Data shown:

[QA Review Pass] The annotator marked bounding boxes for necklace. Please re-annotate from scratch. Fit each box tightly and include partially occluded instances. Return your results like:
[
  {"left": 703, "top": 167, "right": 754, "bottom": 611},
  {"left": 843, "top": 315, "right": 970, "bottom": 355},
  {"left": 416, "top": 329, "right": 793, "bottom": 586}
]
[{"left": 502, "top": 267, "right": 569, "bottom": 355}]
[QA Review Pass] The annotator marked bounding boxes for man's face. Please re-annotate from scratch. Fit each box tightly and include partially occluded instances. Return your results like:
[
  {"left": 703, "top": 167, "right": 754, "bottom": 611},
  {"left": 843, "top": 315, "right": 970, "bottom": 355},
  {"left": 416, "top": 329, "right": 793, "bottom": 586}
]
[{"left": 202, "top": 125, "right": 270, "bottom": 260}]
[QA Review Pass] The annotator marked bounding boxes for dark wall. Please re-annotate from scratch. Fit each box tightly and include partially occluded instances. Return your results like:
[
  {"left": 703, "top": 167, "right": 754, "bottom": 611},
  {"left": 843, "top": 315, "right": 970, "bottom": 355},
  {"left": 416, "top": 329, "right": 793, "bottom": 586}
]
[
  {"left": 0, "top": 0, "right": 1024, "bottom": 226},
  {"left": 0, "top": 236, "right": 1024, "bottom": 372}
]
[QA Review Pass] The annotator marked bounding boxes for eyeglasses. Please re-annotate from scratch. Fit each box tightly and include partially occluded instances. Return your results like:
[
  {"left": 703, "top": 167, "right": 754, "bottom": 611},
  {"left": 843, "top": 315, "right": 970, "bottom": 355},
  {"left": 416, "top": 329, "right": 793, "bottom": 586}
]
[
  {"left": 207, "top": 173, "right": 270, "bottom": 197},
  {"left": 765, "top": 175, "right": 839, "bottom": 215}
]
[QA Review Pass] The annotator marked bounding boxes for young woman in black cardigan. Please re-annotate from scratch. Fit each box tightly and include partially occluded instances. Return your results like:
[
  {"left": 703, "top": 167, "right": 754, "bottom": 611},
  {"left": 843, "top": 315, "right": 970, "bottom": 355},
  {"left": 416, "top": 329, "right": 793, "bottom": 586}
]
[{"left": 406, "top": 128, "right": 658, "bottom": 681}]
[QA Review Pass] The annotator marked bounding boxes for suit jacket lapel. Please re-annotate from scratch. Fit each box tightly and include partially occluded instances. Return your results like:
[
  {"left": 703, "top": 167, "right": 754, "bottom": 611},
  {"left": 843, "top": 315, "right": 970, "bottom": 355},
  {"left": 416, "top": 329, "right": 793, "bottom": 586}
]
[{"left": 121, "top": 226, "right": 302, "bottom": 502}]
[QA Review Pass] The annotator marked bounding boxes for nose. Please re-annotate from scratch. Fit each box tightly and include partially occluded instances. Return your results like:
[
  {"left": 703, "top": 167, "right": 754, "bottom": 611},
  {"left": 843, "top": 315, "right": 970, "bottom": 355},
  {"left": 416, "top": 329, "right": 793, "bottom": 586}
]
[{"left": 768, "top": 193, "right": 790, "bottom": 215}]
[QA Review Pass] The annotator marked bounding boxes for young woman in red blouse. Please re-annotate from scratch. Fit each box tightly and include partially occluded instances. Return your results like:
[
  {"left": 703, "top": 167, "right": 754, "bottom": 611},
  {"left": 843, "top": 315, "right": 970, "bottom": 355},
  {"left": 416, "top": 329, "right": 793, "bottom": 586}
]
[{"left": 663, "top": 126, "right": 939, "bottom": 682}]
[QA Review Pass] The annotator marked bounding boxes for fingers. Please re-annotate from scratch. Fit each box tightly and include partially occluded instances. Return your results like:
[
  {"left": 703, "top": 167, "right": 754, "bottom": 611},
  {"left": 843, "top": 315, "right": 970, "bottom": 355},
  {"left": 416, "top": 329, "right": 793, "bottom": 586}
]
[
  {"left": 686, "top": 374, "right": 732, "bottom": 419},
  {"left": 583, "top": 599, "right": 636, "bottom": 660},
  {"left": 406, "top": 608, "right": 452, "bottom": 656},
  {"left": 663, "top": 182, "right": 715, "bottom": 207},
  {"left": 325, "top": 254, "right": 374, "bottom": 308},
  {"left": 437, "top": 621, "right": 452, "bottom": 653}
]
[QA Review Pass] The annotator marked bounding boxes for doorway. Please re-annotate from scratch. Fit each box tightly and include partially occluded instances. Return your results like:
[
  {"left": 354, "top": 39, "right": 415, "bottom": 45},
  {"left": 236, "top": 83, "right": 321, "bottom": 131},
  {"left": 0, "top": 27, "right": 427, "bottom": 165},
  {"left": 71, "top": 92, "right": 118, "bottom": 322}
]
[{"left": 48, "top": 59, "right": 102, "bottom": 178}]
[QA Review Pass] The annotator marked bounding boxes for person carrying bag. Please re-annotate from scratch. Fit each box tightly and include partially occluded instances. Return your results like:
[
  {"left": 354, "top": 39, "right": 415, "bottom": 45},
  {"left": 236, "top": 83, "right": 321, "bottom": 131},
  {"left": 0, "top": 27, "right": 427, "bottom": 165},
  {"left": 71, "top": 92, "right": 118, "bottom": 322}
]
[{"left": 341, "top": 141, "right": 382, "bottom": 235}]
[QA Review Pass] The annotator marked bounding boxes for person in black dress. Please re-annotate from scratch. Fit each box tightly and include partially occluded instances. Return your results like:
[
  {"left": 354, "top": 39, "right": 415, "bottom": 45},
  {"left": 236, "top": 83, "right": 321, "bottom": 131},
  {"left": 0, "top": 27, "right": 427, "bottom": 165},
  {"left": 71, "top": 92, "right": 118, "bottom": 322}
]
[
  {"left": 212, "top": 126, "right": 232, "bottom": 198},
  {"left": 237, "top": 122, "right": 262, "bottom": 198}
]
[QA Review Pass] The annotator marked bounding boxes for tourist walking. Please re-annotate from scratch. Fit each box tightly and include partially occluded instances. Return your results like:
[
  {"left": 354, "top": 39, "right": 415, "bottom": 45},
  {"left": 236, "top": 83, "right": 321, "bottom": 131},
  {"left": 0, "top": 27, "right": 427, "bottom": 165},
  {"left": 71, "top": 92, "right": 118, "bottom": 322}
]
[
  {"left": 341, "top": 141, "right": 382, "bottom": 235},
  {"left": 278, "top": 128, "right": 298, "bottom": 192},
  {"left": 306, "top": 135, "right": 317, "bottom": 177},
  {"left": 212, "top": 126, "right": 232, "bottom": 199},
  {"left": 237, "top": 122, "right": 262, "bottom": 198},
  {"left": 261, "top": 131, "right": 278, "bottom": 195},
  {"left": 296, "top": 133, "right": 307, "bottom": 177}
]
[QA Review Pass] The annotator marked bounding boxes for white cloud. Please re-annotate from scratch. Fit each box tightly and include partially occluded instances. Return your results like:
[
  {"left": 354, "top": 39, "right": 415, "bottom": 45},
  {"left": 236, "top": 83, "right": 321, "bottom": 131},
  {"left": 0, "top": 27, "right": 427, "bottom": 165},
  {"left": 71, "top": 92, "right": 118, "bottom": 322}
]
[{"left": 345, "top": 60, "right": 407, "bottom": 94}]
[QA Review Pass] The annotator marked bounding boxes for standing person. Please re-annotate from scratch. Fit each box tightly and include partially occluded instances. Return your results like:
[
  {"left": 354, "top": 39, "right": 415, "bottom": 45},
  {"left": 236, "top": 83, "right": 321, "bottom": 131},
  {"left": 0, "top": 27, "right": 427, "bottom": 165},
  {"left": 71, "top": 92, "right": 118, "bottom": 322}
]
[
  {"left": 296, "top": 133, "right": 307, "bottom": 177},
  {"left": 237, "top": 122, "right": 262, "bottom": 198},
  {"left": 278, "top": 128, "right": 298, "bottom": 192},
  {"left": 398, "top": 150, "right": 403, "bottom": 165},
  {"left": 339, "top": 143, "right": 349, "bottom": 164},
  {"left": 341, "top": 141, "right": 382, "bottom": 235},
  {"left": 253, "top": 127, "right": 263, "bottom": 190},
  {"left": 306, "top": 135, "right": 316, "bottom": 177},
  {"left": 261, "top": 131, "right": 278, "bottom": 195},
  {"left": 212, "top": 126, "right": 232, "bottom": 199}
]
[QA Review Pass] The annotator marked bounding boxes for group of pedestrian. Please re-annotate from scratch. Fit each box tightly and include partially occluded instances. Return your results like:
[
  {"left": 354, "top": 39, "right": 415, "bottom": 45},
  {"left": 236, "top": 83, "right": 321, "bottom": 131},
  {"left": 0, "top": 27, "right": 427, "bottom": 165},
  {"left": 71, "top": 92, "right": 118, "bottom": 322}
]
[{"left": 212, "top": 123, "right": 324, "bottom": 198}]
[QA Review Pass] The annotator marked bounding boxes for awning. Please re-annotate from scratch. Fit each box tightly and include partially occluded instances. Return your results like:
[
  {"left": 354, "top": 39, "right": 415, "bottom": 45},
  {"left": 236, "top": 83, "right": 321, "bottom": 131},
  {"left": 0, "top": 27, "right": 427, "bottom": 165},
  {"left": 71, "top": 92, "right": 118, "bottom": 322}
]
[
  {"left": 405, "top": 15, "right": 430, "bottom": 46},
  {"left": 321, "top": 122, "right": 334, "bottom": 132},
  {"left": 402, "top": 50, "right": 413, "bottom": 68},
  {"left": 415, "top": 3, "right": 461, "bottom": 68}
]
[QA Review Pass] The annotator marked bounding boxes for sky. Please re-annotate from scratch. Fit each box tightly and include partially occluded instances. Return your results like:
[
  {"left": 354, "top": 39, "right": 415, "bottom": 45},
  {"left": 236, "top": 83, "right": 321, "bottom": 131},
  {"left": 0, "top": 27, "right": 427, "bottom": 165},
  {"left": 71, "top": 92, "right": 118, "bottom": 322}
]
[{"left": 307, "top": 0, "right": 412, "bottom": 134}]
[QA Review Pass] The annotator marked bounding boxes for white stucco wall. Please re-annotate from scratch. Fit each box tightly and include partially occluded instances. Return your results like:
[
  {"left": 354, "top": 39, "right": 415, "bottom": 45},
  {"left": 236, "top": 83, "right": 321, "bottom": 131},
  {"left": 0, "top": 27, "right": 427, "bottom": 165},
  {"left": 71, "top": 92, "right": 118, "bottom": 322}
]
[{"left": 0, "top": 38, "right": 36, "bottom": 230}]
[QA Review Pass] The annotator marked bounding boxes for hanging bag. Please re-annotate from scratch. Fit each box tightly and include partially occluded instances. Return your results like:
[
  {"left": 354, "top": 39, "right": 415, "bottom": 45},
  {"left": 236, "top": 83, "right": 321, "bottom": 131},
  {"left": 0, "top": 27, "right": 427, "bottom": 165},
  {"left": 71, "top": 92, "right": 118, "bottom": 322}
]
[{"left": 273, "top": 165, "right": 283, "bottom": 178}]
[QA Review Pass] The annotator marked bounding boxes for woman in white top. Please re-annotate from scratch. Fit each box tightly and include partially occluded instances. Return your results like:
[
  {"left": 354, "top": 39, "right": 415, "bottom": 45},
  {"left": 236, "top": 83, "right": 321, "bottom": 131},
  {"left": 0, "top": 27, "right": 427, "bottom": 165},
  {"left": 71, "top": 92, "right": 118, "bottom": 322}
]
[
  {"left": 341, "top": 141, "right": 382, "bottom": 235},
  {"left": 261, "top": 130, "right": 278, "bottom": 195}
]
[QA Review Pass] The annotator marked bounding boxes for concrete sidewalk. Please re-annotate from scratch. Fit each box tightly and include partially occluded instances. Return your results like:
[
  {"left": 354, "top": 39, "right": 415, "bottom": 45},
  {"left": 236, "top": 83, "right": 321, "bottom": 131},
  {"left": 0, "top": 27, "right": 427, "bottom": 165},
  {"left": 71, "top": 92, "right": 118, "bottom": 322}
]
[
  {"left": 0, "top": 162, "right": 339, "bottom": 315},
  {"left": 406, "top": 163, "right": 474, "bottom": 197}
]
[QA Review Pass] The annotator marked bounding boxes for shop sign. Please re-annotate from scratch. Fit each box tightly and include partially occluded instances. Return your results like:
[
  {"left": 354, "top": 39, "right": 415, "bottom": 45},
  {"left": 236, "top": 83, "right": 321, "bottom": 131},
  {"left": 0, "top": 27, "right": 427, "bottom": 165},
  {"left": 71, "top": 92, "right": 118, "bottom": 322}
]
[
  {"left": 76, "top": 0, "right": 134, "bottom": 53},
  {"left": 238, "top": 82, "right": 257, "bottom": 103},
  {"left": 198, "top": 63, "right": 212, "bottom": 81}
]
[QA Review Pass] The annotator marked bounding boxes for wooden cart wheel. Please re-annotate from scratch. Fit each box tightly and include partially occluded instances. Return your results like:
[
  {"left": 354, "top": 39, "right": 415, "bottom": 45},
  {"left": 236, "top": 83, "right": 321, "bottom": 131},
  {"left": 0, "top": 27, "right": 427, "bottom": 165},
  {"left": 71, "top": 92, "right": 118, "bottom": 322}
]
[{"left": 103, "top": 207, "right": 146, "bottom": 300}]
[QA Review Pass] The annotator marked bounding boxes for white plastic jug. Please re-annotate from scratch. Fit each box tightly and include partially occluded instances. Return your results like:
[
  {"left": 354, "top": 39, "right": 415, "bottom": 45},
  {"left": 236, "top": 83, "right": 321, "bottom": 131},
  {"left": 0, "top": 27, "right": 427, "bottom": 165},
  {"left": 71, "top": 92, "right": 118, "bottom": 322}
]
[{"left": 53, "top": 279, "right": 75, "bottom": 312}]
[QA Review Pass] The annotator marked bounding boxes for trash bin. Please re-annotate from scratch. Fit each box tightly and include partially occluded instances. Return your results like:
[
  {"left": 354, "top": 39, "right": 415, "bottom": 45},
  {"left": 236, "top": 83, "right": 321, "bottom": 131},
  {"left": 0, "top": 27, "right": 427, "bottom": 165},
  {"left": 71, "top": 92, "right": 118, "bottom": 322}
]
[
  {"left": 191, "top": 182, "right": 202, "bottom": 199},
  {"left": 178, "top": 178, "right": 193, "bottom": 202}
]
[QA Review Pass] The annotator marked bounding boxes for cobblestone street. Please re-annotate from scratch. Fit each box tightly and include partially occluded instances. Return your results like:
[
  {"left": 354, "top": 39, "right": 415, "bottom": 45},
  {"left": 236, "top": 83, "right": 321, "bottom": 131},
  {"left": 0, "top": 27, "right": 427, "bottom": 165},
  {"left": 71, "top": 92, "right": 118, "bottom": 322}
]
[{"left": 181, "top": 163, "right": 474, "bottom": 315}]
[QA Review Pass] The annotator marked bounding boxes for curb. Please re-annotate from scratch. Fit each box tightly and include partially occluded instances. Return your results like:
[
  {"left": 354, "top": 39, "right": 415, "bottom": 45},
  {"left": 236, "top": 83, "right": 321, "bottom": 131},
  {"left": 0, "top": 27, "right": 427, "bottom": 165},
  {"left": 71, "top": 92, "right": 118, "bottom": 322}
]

Task requirements:
Which lines of the records contain the word "young"? Extract each of them in full.

Task result:
[QA Review Pass] The annotator marked bounding boxes for young woman in black cardigan. Please re-annotate from scratch. Fit each box tightly and include partially occluded instances. Return your results like:
[QA Review Pass] The annotator marked bounding boxes for young woman in red blouse. Please re-annotate from scratch. Fit each box tightly and include partially occluded instances. Return your results like:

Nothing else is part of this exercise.